Top of STUDY TEXT

INTRODUCTION
Few cases have arisen in the contemporary policy domain that John Stuart Mill, were he alive today, would likely deem “harder” than the case of human reproductive cloning. In this chapter, I explore the question of whether Mill's views on liberty – its justifications and limits – would support or condemn recourse by private individuals to reproductive cloning technology. Should people be left free to conduct this kind of (genetic) “experiment in living”? As we shall see, even though cloning was not a known theoretical possibility in Mill's time, his writings have plenty that is instructive to offer on the topic.

Bottom of STUDY TEXT
Top of DATA PROVIDED

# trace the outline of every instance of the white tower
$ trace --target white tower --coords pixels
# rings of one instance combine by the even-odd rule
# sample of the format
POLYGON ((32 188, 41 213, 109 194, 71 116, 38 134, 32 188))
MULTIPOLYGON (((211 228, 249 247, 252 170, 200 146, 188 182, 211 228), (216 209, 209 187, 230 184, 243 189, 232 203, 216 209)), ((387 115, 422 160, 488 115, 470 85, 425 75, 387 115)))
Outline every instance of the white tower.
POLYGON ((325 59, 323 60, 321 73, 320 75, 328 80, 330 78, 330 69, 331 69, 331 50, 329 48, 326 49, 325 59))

Bottom of DATA PROVIDED

TASKS TO PERFORM
**a.** In the introduction on Mill and reproductive cloning, was cloning a known theoretical possibility in Mill's time?
**b.** Resume the introduction on Mill and reproductive cloning, picking up after its final sentence.

WRITTEN ANSWERS
**a.** No, cloning was not a known theoretical possibility in Mill's time.

**b.**
Mill's curiosity about the moral and legal debate over cloning would have been piqued, or so one imagines, by the fact that almost everyone – scientists, citizens, and governments – has come down against it. Putting aside speculations about Mill's own attitude to the cloning debate, it merits emphasis that virtually all contributors to it, if they trouble with theory at all, have variously referenced notions of liberty or utility. Yet most of those who claim that their positions are backed either by liberalism or by utilitarianism, and, on occasion, by both at once, have not troubled much to spell out the theoretical basis of their arguments. Others still have proceeded as if they are wholly ignorant of rather glaring inconsistencies in their reasoning.
Mill furnishes a coherent, theoretically rich context in which to explore the moral permissibility of reproductive cloning.